• **Input material**
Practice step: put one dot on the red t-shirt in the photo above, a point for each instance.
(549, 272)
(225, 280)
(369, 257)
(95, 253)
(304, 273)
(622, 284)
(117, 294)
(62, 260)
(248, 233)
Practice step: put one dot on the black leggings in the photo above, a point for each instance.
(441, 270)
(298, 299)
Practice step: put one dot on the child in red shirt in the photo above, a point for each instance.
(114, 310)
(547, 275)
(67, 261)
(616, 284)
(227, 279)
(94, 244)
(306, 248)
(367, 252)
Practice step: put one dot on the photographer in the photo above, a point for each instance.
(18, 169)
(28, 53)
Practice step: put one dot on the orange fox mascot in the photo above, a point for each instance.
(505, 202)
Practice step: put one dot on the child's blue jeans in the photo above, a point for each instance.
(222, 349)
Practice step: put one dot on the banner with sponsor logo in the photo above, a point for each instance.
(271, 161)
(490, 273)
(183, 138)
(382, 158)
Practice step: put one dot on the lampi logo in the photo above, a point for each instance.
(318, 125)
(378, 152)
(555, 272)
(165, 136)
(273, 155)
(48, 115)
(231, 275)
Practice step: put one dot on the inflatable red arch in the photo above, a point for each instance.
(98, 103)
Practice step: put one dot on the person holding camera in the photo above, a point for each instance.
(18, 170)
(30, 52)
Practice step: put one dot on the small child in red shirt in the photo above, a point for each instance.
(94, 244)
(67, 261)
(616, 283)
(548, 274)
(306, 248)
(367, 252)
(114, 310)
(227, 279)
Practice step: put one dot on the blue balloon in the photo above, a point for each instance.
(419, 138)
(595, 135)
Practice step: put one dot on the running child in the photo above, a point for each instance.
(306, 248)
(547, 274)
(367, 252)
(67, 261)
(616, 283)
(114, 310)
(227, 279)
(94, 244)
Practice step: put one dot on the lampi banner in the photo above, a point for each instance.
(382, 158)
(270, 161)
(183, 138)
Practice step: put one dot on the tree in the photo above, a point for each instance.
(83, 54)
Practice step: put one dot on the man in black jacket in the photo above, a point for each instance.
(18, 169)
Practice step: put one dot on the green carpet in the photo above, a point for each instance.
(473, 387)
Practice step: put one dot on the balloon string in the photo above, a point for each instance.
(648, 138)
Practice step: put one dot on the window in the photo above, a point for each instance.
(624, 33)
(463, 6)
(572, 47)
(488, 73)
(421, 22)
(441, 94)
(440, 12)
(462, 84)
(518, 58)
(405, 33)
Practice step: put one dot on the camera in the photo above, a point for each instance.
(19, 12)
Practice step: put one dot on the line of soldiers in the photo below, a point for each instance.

• **Exercise aim**
Restate word for word the lines above, beginning with the one that contains "Practice step: put one dot on the lampi banner" and ending with the last line.

• **Result of the exercise**
Practice step: put one dot on the lampi banner in the photo above, a point for each instance.
(382, 158)
(270, 161)
(183, 138)
Practice step: put one dot on the tree in the photo above, a point for each instance.
(83, 54)
Practice step: put one dot on the man in black jacket in the photo above, a point for each instance.
(18, 169)
Practice step: put one dot on the green carpet in the photo above, a point for each instance.
(473, 387)
Practice step: put one dot on the balloon string in the photo above, a point for each instance.
(648, 138)
Practice step: put one dot on the window in the photo above, a point for each instance.
(624, 33)
(463, 6)
(572, 47)
(488, 73)
(421, 22)
(441, 94)
(440, 12)
(462, 84)
(518, 58)
(405, 33)
Practice step: put one dot on the camera in the photo above, a point for each instance.
(19, 12)
Practice step: put one dot on the line of soldiers in the photo below, a point for each instance.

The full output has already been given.